> Task: Format the material below as a Markdown table with two columns, Row and Material line, giving each line its own numbered row. Skip blank lines, and leave the pictures out of the table.

> Records supplied:
.....

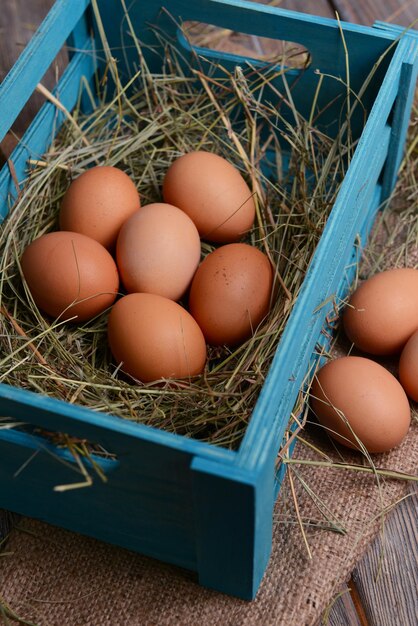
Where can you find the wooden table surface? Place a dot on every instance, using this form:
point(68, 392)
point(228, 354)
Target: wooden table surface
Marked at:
point(392, 599)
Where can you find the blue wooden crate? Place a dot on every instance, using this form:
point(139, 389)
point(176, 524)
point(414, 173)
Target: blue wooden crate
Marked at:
point(179, 500)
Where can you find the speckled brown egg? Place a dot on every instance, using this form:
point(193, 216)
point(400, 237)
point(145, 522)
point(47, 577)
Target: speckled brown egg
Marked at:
point(158, 251)
point(408, 367)
point(368, 397)
point(213, 193)
point(383, 312)
point(154, 337)
point(231, 292)
point(98, 202)
point(70, 275)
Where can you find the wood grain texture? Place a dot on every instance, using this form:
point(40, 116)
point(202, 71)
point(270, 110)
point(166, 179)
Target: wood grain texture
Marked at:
point(387, 577)
point(18, 23)
point(402, 12)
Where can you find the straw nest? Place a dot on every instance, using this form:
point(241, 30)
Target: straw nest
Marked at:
point(142, 131)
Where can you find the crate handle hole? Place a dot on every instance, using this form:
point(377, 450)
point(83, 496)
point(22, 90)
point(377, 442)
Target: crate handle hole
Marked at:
point(209, 39)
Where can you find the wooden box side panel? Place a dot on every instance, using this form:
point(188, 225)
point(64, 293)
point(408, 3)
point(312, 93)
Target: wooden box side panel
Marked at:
point(145, 504)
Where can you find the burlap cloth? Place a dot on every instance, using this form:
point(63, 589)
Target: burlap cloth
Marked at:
point(56, 578)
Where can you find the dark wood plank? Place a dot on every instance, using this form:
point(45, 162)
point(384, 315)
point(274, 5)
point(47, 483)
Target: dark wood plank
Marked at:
point(387, 577)
point(342, 611)
point(17, 26)
point(402, 12)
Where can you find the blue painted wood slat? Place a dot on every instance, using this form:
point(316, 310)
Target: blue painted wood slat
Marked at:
point(34, 61)
point(168, 496)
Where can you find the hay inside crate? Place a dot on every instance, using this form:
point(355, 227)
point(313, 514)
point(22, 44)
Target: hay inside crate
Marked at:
point(204, 507)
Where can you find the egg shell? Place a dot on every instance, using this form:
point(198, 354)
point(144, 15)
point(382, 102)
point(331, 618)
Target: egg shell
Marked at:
point(213, 193)
point(408, 367)
point(369, 397)
point(383, 312)
point(69, 274)
point(98, 202)
point(230, 293)
point(154, 337)
point(158, 251)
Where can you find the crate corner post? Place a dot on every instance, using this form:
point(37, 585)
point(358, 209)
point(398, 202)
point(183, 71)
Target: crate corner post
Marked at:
point(234, 521)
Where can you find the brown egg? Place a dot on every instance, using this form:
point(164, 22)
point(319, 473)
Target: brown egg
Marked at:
point(408, 367)
point(213, 193)
point(154, 337)
point(383, 311)
point(158, 251)
point(98, 202)
point(69, 275)
point(368, 397)
point(230, 293)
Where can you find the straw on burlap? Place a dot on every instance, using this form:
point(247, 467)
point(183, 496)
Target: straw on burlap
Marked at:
point(56, 578)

.....

> Written response:
| Row | Material line |
|---|---|
| 1 | Where can you find the wooden table surface? Place a dot on every instance, using this form: |
| 2 | point(68, 392) |
| 3 | point(228, 354) |
| 4 | Target: wooden table surface |
| 5 | Marked at: |
| 6 | point(392, 599) |
| 7 | Where can you find the blue wooden crate? Place a dot on every instance, using this form: |
| 8 | point(139, 389) |
| 9 | point(176, 524) |
| 10 | point(414, 173) |
| 11 | Target: blue wooden crate |
| 12 | Marked at: |
| 13 | point(179, 500) |
| 14 | Where can you find the speckled brown egg? Place a dot on every instance, using this form: |
| 15 | point(193, 216) |
| 16 | point(400, 237) |
| 17 | point(145, 522) |
| 18 | point(47, 577) |
| 19 | Target: speckled brown egg |
| 20 | Marked at: |
| 21 | point(158, 251) |
| 22 | point(408, 367) |
| 23 | point(368, 397) |
| 24 | point(213, 193) |
| 25 | point(383, 312) |
| 26 | point(154, 337) |
| 27 | point(231, 292) |
| 28 | point(98, 202) |
| 29 | point(70, 275) |
| 30 | Where can you find the wood grain texture? Place a dot on every instance, using this form: |
| 31 | point(40, 116) |
| 32 | point(202, 71) |
| 33 | point(270, 110) |
| 34 | point(166, 179) |
| 35 | Target: wood grain texture |
| 36 | Marked at: |
| 37 | point(387, 577) |
| 38 | point(18, 23) |
| 39 | point(402, 12) |
| 40 | Where can you find the straw nest? Place a dot on every instance, using this form: |
| 41 | point(241, 30) |
| 42 | Target: straw nest |
| 43 | Marked at: |
| 44 | point(142, 131) |
| 45 | Where can you find the crate handle hole? Place a dot on every instance, using this form: |
| 46 | point(377, 450) |
| 47 | point(83, 496) |
| 48 | point(22, 90) |
| 49 | point(377, 442) |
| 50 | Target: crate handle hole |
| 51 | Marked at: |
| 52 | point(209, 39) |
| 53 | Where can you find the wooden box side panel? Place a dot on every instance, using this form: |
| 54 | point(188, 225) |
| 55 | point(64, 293) |
| 56 | point(408, 3) |
| 57 | point(312, 93) |
| 58 | Target: wooden box side panel |
| 59 | Marked at: |
| 60 | point(145, 504) |
| 61 | Where can you find the burlap cloth? Place a dot on every instance, using this form: |
| 62 | point(63, 589) |
| 63 | Target: burlap cloth |
| 64 | Marked at: |
| 65 | point(56, 578) |
| 66 | Where can you find the dark wood plank? Place a dot on every instance, using this form: |
| 67 | point(45, 162) |
| 68 | point(384, 315) |
| 69 | point(274, 5) |
| 70 | point(47, 483) |
| 71 | Target: dark wood plank |
| 72 | Marked at: |
| 73 | point(387, 577) |
| 74 | point(342, 611) |
| 75 | point(17, 26) |
| 76 | point(402, 12) |
| 77 | Where can you find the blue painted wood slat? Place a dot on every instance, using this form: |
| 78 | point(316, 310) |
| 79 | Target: blue painted wood slat |
| 80 | Marked at: |
| 81 | point(34, 61) |
| 82 | point(168, 496) |
| 83 | Where can you find the hay inside crate? Place a dot on every instance, using this form: |
| 84 | point(355, 227) |
| 85 | point(313, 514) |
| 86 | point(22, 44) |
| 87 | Target: hay inside crate |
| 88 | Marked at: |
| 89 | point(204, 507) |
| 90 | Where can you find the egg shell? Place a dot on every instance, using this form: |
| 91 | point(198, 354) |
| 92 | point(144, 15) |
| 93 | point(382, 102) |
| 94 | point(331, 618) |
| 95 | Target: egg shell |
| 96 | Marked at: |
| 97 | point(213, 193) |
| 98 | point(408, 367) |
| 99 | point(369, 397) |
| 100 | point(383, 312) |
| 101 | point(69, 274) |
| 102 | point(98, 202) |
| 103 | point(230, 293) |
| 104 | point(154, 337) |
| 105 | point(158, 251) |
| 106 | Where can you find the crate corner post? Place a dot on every instance, using this form: |
| 107 | point(37, 585) |
| 108 | point(358, 209) |
| 109 | point(398, 202) |
| 110 | point(183, 71) |
| 111 | Target: crate corner post |
| 112 | Marked at: |
| 113 | point(234, 521) |
| 114 | Where can you find the brown egg? Place a dot on every instance, using this form: |
| 115 | point(164, 22) |
| 116 | point(319, 473) |
| 117 | Target: brown egg |
| 118 | Marked at: |
| 119 | point(408, 367) |
| 120 | point(213, 193) |
| 121 | point(154, 337) |
| 122 | point(383, 311) |
| 123 | point(158, 251) |
| 124 | point(98, 202) |
| 125 | point(69, 275) |
| 126 | point(368, 397) |
| 127 | point(230, 293) |
| 128 | Where can you find the straw on burlap? Place a dot on every instance, using this form: |
| 129 | point(247, 467) |
| 130 | point(183, 496) |
| 131 | Target: straw on burlap |
| 132 | Marked at: |
| 133 | point(56, 578) |